[Instructions for the task]
Turn every line of the listing below into a JSON list of strings, one string per line, with blank lines dropped and the pictures left out.

** Begin Excerpted records **

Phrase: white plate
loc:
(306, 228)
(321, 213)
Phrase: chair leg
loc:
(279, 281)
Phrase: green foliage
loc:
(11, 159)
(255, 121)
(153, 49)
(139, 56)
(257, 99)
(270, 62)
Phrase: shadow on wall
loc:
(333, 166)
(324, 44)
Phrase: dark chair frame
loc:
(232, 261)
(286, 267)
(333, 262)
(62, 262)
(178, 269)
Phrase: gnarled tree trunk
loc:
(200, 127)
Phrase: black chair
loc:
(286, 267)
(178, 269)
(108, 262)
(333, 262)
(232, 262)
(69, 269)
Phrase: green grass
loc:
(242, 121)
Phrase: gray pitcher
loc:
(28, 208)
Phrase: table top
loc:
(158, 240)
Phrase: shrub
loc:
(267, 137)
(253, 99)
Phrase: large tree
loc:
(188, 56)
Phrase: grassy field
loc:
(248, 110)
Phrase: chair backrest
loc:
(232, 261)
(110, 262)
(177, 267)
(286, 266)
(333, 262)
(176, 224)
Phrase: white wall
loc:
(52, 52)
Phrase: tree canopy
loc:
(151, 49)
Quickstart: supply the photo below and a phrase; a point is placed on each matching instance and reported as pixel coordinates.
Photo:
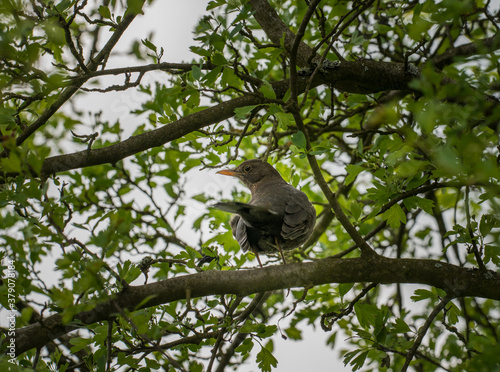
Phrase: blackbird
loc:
(278, 217)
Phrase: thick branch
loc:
(68, 92)
(456, 281)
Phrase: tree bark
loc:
(456, 281)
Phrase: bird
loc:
(277, 218)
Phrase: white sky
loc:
(173, 23)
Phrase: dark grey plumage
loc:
(278, 216)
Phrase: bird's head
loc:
(254, 173)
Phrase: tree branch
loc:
(456, 281)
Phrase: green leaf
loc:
(299, 139)
(267, 90)
(242, 112)
(344, 288)
(196, 71)
(352, 172)
(400, 326)
(422, 294)
(488, 222)
(219, 59)
(148, 44)
(366, 314)
(104, 12)
(394, 216)
(266, 361)
(293, 333)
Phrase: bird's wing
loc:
(255, 216)
(240, 232)
(296, 217)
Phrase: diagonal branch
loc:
(456, 281)
(423, 330)
(68, 92)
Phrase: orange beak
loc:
(228, 172)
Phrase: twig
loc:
(423, 330)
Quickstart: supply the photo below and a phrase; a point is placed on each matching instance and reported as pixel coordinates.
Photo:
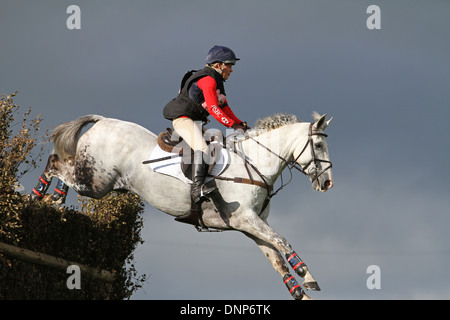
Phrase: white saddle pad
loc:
(172, 167)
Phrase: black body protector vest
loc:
(184, 105)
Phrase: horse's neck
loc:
(282, 142)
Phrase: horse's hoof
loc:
(298, 294)
(311, 285)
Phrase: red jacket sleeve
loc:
(209, 87)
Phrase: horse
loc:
(110, 154)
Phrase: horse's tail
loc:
(65, 136)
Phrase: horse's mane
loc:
(275, 121)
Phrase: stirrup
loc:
(204, 194)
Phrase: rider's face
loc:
(227, 69)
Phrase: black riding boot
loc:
(199, 191)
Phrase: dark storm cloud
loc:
(387, 90)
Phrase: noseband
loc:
(314, 160)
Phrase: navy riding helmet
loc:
(221, 54)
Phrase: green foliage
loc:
(101, 233)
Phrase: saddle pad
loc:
(172, 167)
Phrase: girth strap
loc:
(246, 181)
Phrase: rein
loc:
(290, 165)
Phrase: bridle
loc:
(314, 160)
(290, 164)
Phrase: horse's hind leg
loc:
(277, 261)
(259, 229)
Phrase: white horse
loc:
(109, 157)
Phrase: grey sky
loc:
(388, 91)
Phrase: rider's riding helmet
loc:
(221, 54)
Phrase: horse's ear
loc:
(326, 124)
(319, 122)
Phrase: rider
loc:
(202, 94)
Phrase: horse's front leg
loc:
(277, 261)
(257, 229)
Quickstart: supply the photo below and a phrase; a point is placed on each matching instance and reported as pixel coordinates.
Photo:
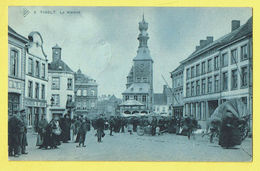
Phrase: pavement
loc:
(126, 147)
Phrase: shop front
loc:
(35, 109)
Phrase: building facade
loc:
(217, 71)
(177, 87)
(16, 70)
(60, 95)
(35, 79)
(163, 102)
(109, 105)
(86, 92)
(139, 85)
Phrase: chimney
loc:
(235, 24)
(209, 39)
(56, 53)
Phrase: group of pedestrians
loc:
(17, 140)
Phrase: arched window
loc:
(14, 62)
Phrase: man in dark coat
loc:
(13, 131)
(82, 132)
(42, 131)
(22, 132)
(154, 125)
(111, 125)
(100, 128)
(66, 122)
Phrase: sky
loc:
(102, 41)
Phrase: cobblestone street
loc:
(125, 147)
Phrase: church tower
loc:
(139, 85)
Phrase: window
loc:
(69, 84)
(92, 92)
(210, 65)
(144, 98)
(187, 89)
(55, 83)
(192, 72)
(37, 90)
(203, 86)
(69, 97)
(216, 62)
(234, 78)
(216, 84)
(78, 92)
(197, 69)
(225, 81)
(43, 70)
(198, 87)
(30, 66)
(43, 92)
(203, 67)
(224, 60)
(14, 63)
(56, 98)
(37, 69)
(163, 109)
(43, 111)
(244, 79)
(209, 84)
(192, 89)
(234, 56)
(30, 89)
(244, 52)
(29, 116)
(187, 73)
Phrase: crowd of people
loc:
(63, 129)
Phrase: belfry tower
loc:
(139, 85)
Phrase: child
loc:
(82, 133)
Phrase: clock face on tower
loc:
(142, 69)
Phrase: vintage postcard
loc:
(130, 83)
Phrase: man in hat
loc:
(22, 132)
(13, 131)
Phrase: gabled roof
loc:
(160, 99)
(243, 30)
(143, 53)
(179, 68)
(59, 65)
(136, 88)
(131, 103)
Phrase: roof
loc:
(59, 65)
(243, 30)
(136, 88)
(180, 67)
(131, 103)
(56, 47)
(83, 78)
(160, 99)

** End Excerpted records **

[Solution]
[
  "Phrase: white plate",
  "loc:",
  "(306, 228)",
  "(321, 213)",
  "Phrase: chair leg",
  "loc:",
  "(279, 281)",
  "Phrase: green foliage",
  "loc:",
  "(11, 159)",
  "(255, 121)",
  "(153, 49)",
  "(139, 56)",
  "(257, 99)",
  "(270, 62)",
  "Phrase: shadow on wall",
  "loc:",
  "(333, 166)",
  "(324, 44)",
  "Phrase: dark chair frame",
  "loc:",
  "(232, 261)",
  "(286, 267)",
  "(333, 262)",
  "(62, 262)",
  "(178, 269)",
  "Phrase: gnarled tree trunk",
  "loc:",
  "(200, 127)",
  "Phrase: black chair",
  "loc:",
  "(286, 267)",
  "(178, 269)",
  "(108, 262)",
  "(333, 262)",
  "(232, 262)",
  "(69, 269)",
  "Phrase: green grass",
  "loc:",
  "(242, 121)",
  "Phrase: gray pitcher",
  "loc:",
  "(28, 208)",
  "Phrase: table top",
  "loc:",
  "(158, 240)",
  "Phrase: shrub",
  "loc:",
  "(267, 137)",
  "(253, 99)",
  "Phrase: large tree",
  "loc:",
  "(188, 56)",
  "Phrase: grassy field",
  "loc:",
  "(248, 110)",
  "Phrase: chair backrest",
  "loc:",
  "(232, 261)",
  "(110, 262)",
  "(177, 267)",
  "(286, 266)",
  "(333, 262)",
  "(176, 224)",
  "Phrase: white wall",
  "loc:",
  "(52, 52)",
  "Phrase: tree canopy",
  "loc:",
  "(151, 49)",
  "Quickstart: supply the photo below and a phrase; a point is placed on each matching instance and reported as pixel coordinates.",
  "Photo:",
  "Phrase: blackbird",
  "loc:",
  "(278, 217)",
  "Phrase: thick branch",
  "loc:",
  "(68, 92)",
  "(456, 281)",
  "Phrase: tree bark",
  "loc:",
  "(456, 281)",
  "Phrase: bird",
  "loc:",
  "(277, 218)",
  "Phrase: white sky",
  "loc:",
  "(173, 23)",
  "Phrase: dark grey plumage",
  "loc:",
  "(278, 216)",
  "Phrase: bird's head",
  "loc:",
  "(254, 173)",
  "Phrase: tree branch",
  "loc:",
  "(456, 281)",
  "Phrase: green leaf",
  "loc:",
  "(299, 139)",
  "(267, 90)",
  "(242, 112)",
  "(344, 288)",
  "(196, 71)",
  "(352, 172)",
  "(400, 326)",
  "(422, 294)",
  "(488, 222)",
  "(219, 59)",
  "(148, 44)",
  "(366, 314)",
  "(104, 12)",
  "(394, 216)",
  "(266, 361)",
  "(293, 333)",
  "Phrase: bird's wing",
  "loc:",
  "(255, 216)",
  "(240, 232)",
  "(296, 217)",
  "Phrase: diagonal branch",
  "loc:",
  "(456, 281)",
  "(423, 330)",
  "(68, 92)",
  "Phrase: orange beak",
  "loc:",
  "(228, 172)",
  "Phrase: twig",
  "loc:",
  "(423, 330)",
  "Quickstart: supply the photo below and a phrase; a point is placed on each matching instance and reported as pixel coordinates.",
  "Photo:",
  "Phrase: white saddle pad",
  "loc:",
  "(172, 167)",
  "Phrase: black body protector vest",
  "loc:",
  "(184, 105)",
  "Phrase: horse's neck",
  "loc:",
  "(282, 142)",
  "Phrase: horse's hoof",
  "loc:",
  "(298, 294)",
  "(311, 285)",
  "Phrase: red jacket sleeve",
  "loc:",
  "(209, 87)",
  "Phrase: horse",
  "loc:",
  "(110, 154)",
  "Phrase: horse's tail",
  "loc:",
  "(65, 136)",
  "Phrase: horse's mane",
  "loc:",
  "(275, 121)",
  "Phrase: stirrup",
  "loc:",
  "(204, 194)",
  "Phrase: rider's face",
  "loc:",
  "(227, 69)",
  "Phrase: black riding boot",
  "loc:",
  "(199, 191)",
  "Phrase: dark storm cloud",
  "loc:",
  "(387, 90)",
  "Phrase: noseband",
  "loc:",
  "(314, 160)",
  "Phrase: navy riding helmet",
  "loc:",
  "(221, 54)",
  "Phrase: green foliage",
  "loc:",
  "(101, 233)",
  "Phrase: saddle pad",
  "loc:",
  "(172, 167)",
  "Phrase: girth strap",
  "loc:",
  "(246, 181)",
  "Phrase: rein",
  "loc:",
  "(290, 165)",
  "Phrase: bridle",
  "loc:",
  "(314, 160)",
  "(290, 164)",
  "Phrase: horse's hind leg",
  "loc:",
  "(277, 261)",
  "(259, 229)",
  "Phrase: white horse",
  "loc:",
  "(109, 157)",
  "Phrase: grey sky",
  "loc:",
  "(388, 91)",
  "Phrase: rider's riding helmet",
  "loc:",
  "(221, 54)",
  "Phrase: horse's ear",
  "loc:",
  "(326, 124)",
  "(319, 122)",
  "Phrase: rider",
  "loc:",
  "(202, 94)",
  "Phrase: horse's front leg",
  "loc:",
  "(277, 261)",
  "(257, 229)",
  "Quickstart: supply the photo below and a phrase; a point is placed on each matching instance and reported as pixel coordinates.",
  "Photo:",
  "Phrase: pavement",
  "loc:",
  "(126, 147)",
  "Phrase: shop front",
  "loc:",
  "(35, 109)",
  "Phrase: building facade",
  "loc:",
  "(217, 71)",
  "(177, 87)",
  "(16, 70)",
  "(60, 95)",
  "(35, 79)",
  "(163, 102)",
  "(109, 105)",
  "(86, 92)",
  "(139, 85)",
  "Phrase: chimney",
  "loc:",
  "(235, 24)",
  "(209, 39)",
  "(56, 53)",
  "Phrase: group of pedestrians",
  "loc:",
  "(17, 140)",
  "Phrase: arched window",
  "loc:",
  "(14, 62)",
  "Phrase: man in dark coat",
  "loc:",
  "(13, 131)",
  "(82, 132)",
  "(42, 131)",
  "(22, 132)",
  "(154, 125)",
  "(111, 125)",
  "(100, 128)",
  "(66, 122)",
  "Phrase: sky",
  "loc:",
  "(102, 41)",
  "Phrase: cobblestone street",
  "loc:",
  "(125, 147)",
  "Phrase: church tower",
  "loc:",
  "(139, 85)",
  "Phrase: window",
  "loc:",
  "(69, 84)",
  "(92, 92)",
  "(210, 65)",
  "(144, 98)",
  "(187, 89)",
  "(55, 83)",
  "(192, 72)",
  "(37, 90)",
  "(203, 86)",
  "(69, 97)",
  "(216, 62)",
  "(234, 78)",
  "(216, 84)",
  "(78, 92)",
  "(197, 69)",
  "(225, 81)",
  "(43, 70)",
  "(198, 87)",
  "(30, 66)",
  "(43, 92)",
  "(203, 67)",
  "(224, 60)",
  "(14, 63)",
  "(56, 98)",
  "(37, 69)",
  "(163, 109)",
  "(43, 111)",
  "(244, 79)",
  "(209, 84)",
  "(192, 89)",
  "(234, 56)",
  "(30, 89)",
  "(244, 52)",
  "(29, 116)",
  "(187, 73)",
  "Phrase: crowd of people",
  "loc:",
  "(63, 129)",
  "Phrase: belfry tower",
  "loc:",
  "(139, 85)",
  "Phrase: child",
  "loc:",
  "(82, 133)",
  "Phrase: clock face on tower",
  "loc:",
  "(142, 69)",
  "Phrase: vintage postcard",
  "loc:",
  "(130, 83)",
  "Phrase: man in hat",
  "loc:",
  "(22, 132)",
  "(13, 131)",
  "Phrase: gabled roof",
  "loc:",
  "(160, 99)",
  "(243, 30)",
  "(143, 53)",
  "(179, 68)",
  "(59, 65)",
  "(136, 88)",
  "(131, 103)",
  "Phrase: roof",
  "loc:",
  "(59, 65)",
  "(243, 30)",
  "(136, 88)",
  "(180, 67)",
  "(131, 103)",
  "(56, 47)",
  "(83, 78)",
  "(160, 99)"
]